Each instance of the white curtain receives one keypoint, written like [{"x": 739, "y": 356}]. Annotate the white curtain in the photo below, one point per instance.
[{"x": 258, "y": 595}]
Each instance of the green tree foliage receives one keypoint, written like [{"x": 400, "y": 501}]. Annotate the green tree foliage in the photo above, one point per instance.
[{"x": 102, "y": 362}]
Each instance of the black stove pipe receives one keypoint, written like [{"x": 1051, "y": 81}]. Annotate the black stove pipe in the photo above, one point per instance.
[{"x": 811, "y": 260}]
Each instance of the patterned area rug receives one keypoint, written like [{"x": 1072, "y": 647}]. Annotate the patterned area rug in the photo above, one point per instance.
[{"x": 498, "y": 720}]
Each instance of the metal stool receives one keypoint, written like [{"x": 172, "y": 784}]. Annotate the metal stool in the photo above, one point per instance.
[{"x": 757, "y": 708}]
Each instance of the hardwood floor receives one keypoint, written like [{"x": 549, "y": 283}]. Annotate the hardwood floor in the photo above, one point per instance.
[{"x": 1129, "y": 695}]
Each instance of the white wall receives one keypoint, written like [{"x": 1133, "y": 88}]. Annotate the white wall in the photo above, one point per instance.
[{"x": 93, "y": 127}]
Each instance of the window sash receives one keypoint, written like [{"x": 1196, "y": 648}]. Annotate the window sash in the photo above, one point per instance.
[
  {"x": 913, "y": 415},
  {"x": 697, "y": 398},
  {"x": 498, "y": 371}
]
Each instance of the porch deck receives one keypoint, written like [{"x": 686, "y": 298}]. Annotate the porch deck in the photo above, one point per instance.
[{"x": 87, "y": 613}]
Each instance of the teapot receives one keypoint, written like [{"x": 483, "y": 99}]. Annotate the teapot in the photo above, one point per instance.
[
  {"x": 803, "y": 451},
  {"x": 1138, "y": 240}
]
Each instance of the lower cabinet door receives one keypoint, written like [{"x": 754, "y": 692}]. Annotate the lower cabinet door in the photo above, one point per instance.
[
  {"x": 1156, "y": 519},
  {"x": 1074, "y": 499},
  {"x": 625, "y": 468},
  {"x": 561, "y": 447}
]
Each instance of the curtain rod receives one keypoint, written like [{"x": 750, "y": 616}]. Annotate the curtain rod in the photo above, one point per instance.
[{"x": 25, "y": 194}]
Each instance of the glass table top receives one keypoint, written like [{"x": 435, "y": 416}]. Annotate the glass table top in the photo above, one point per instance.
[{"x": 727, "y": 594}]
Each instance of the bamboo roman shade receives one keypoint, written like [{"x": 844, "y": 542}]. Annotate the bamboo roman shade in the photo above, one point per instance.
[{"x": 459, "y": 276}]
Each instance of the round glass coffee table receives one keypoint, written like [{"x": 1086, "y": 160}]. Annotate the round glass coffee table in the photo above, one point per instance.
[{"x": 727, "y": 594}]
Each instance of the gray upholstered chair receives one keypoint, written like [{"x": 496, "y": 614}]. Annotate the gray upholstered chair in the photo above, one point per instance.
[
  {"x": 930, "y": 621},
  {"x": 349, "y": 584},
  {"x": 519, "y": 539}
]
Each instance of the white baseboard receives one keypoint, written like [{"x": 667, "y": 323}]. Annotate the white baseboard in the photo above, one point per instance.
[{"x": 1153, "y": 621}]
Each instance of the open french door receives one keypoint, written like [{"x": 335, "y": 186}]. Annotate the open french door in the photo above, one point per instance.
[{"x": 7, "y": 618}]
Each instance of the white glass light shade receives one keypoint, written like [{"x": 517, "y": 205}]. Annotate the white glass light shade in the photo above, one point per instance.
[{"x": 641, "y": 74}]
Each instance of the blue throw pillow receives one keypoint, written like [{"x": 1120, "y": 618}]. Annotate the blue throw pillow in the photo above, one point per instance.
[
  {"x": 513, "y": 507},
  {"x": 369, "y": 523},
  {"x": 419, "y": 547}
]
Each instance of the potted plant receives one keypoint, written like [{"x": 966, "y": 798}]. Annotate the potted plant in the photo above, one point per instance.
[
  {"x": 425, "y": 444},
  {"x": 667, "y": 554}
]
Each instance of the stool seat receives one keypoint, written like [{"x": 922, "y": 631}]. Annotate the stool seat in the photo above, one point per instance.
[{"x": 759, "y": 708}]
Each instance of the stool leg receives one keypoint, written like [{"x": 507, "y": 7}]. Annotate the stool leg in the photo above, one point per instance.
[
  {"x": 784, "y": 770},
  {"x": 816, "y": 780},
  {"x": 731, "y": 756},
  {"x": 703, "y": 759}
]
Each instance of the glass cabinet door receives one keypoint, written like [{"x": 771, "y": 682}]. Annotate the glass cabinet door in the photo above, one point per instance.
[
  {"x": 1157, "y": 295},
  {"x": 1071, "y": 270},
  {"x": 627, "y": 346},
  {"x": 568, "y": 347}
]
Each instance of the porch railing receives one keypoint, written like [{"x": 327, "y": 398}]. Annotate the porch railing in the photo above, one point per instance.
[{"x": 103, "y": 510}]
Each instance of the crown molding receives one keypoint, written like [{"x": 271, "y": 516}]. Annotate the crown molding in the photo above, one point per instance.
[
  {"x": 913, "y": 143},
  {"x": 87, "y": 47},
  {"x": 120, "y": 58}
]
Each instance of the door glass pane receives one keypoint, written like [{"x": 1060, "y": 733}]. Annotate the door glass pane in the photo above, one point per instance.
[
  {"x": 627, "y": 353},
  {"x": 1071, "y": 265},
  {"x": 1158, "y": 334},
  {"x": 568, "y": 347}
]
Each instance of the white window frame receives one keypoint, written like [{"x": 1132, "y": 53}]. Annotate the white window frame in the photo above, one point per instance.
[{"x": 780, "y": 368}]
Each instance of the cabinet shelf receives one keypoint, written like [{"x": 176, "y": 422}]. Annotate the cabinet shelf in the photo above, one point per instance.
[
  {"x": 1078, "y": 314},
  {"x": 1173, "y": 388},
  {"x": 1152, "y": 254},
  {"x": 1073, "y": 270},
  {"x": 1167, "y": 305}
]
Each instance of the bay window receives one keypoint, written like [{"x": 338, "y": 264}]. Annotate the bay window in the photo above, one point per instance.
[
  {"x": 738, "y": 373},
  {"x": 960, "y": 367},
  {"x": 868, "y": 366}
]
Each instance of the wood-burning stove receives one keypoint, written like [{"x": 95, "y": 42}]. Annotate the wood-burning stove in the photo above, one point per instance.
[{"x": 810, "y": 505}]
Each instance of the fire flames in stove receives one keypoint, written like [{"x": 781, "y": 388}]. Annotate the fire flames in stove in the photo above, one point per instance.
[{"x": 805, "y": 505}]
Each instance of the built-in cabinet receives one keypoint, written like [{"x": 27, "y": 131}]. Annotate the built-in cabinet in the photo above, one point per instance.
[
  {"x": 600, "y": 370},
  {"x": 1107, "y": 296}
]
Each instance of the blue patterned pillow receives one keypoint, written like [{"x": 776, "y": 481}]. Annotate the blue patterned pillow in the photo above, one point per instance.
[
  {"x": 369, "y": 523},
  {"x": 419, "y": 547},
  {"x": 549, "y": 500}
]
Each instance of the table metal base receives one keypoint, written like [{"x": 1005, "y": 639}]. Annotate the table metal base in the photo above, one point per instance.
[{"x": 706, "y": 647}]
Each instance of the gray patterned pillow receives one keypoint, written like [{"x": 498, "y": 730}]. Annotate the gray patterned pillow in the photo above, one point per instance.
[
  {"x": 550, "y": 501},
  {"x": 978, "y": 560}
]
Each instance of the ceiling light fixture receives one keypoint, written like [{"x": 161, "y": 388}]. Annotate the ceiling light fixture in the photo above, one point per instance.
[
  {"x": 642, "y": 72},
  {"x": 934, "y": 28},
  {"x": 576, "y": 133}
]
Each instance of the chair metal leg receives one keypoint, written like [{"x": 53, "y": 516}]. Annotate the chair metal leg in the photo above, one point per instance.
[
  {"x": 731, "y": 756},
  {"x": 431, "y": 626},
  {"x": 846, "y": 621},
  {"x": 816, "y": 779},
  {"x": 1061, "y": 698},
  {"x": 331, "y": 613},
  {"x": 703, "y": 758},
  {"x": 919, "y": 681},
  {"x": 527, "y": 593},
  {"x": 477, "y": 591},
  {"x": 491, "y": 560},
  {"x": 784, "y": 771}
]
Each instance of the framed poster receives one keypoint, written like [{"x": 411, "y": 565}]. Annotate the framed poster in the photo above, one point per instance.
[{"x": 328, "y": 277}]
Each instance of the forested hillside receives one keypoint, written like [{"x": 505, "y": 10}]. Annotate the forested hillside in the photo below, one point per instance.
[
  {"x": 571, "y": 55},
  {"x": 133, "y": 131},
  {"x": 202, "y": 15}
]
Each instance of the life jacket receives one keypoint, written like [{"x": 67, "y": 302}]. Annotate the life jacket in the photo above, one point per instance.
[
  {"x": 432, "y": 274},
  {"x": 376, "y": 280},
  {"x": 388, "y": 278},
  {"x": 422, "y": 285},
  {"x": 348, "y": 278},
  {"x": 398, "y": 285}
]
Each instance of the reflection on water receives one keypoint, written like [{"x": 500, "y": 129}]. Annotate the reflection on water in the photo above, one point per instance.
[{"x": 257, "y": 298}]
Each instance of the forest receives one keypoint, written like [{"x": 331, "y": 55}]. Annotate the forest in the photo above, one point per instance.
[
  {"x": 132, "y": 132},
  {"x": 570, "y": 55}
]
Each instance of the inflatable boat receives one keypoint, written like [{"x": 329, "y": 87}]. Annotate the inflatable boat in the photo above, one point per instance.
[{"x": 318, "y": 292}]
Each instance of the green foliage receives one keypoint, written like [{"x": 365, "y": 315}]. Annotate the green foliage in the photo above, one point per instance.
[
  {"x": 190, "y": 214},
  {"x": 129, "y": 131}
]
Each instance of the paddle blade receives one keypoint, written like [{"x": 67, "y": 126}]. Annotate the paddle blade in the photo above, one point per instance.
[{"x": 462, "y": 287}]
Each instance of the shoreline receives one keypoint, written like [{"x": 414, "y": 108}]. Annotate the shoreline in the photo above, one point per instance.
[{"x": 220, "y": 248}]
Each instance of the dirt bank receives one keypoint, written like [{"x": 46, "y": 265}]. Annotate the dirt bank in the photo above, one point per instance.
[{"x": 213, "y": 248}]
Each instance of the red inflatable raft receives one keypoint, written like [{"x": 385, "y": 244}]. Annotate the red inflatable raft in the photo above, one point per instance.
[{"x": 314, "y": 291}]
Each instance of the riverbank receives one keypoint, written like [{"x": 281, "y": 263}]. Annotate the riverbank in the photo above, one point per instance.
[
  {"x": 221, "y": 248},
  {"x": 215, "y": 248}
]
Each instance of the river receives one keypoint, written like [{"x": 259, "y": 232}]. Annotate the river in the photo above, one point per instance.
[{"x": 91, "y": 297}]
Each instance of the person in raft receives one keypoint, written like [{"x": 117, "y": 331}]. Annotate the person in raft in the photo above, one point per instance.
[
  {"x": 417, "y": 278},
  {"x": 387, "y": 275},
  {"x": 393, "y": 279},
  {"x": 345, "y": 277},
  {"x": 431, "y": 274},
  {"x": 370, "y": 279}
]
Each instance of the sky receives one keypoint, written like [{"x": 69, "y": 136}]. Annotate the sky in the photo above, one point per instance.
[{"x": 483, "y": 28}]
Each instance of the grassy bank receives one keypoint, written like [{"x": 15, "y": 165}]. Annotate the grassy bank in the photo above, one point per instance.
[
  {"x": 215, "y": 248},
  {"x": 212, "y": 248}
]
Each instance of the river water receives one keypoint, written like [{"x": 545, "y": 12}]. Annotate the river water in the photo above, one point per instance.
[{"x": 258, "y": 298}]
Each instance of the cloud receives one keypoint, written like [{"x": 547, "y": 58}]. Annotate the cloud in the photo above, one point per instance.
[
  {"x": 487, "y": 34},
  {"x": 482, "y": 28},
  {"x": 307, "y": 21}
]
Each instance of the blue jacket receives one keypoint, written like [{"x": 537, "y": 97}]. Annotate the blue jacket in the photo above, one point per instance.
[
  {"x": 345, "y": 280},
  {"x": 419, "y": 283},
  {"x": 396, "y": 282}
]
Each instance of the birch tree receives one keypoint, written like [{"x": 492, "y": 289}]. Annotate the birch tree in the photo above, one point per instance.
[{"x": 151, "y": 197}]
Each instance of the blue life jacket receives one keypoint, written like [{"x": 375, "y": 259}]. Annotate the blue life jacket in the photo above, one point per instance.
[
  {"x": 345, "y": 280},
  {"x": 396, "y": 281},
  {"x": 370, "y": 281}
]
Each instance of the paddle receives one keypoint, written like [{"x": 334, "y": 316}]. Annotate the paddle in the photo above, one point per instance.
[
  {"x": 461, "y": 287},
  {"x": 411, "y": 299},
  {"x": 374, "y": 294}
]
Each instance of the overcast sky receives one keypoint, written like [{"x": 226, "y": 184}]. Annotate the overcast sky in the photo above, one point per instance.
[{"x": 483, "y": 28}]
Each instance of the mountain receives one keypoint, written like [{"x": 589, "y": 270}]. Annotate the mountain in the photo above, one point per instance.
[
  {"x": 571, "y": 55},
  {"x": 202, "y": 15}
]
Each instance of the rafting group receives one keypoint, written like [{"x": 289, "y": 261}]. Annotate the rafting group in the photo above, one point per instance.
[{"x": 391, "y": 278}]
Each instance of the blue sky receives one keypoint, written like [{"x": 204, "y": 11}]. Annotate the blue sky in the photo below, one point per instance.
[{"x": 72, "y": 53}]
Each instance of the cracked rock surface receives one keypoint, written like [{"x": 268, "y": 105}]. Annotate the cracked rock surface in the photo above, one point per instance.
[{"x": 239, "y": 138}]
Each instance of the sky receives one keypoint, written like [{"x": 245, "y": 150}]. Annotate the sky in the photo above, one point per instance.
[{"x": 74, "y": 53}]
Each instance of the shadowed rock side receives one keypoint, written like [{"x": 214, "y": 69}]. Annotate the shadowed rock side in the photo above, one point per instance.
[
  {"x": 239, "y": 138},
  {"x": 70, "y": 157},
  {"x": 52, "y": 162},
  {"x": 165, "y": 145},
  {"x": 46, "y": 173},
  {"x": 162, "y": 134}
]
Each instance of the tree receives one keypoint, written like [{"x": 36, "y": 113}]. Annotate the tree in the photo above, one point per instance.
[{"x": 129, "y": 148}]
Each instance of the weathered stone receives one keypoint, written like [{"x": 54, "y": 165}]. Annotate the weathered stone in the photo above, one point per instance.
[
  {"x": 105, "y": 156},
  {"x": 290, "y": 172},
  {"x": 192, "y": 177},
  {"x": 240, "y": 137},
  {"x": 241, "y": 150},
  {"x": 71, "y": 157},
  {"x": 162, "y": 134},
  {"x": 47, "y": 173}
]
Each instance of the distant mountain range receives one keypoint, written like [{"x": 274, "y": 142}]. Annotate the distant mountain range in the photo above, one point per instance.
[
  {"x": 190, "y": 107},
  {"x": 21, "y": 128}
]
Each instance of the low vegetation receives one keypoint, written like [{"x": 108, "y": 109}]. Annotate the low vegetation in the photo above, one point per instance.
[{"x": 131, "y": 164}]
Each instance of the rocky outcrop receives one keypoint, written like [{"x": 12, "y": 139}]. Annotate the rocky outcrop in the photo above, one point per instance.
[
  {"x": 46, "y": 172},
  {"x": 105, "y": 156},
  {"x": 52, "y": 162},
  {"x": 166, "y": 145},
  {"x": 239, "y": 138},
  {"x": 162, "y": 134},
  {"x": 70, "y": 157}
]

The request: Reproduce exactly the lines from the one containing "Each instance of the shadowed" through the last line of the records above, including both, and nothing else.

Solution for this problem:
Each instance of the shadowed rock side receives one keypoint, written like [{"x": 214, "y": 69}]. Annotate the shadowed rock side in the photo above, one point per instance.
[
  {"x": 239, "y": 138},
  {"x": 70, "y": 157},
  {"x": 52, "y": 162},
  {"x": 165, "y": 145},
  {"x": 46, "y": 173},
  {"x": 162, "y": 134}
]
Each instance of the tree receives one keypoint, written like [{"x": 36, "y": 113}]. Annotate the tree in the photo above, one point per instance.
[{"x": 129, "y": 148}]
Each instance of the weathered stone receives one keypoint, written like [{"x": 54, "y": 165}]. Annotate the weathered stone in the photo above, one point per instance.
[
  {"x": 105, "y": 156},
  {"x": 290, "y": 172},
  {"x": 192, "y": 177},
  {"x": 240, "y": 137},
  {"x": 241, "y": 150},
  {"x": 71, "y": 157},
  {"x": 162, "y": 134},
  {"x": 47, "y": 173}
]
Each instance of the distant mountain range receives one keypoint, written like [{"x": 274, "y": 142}]. Annotate the distant mountain range in the photo above, one point per instance.
[
  {"x": 190, "y": 107},
  {"x": 21, "y": 128}
]
Each instance of the low vegetation receives one keypoint, written like [{"x": 108, "y": 109}]. Annotate the low vegetation in the photo above, one point per instance.
[{"x": 131, "y": 164}]
Each instance of the rocky outcrop receives one keypoint, written like [{"x": 12, "y": 139}]. Annotate the rocky outcrop in the photo above, one point per instance.
[
  {"x": 46, "y": 172},
  {"x": 105, "y": 156},
  {"x": 52, "y": 162},
  {"x": 166, "y": 145},
  {"x": 239, "y": 138},
  {"x": 162, "y": 134},
  {"x": 70, "y": 157}
]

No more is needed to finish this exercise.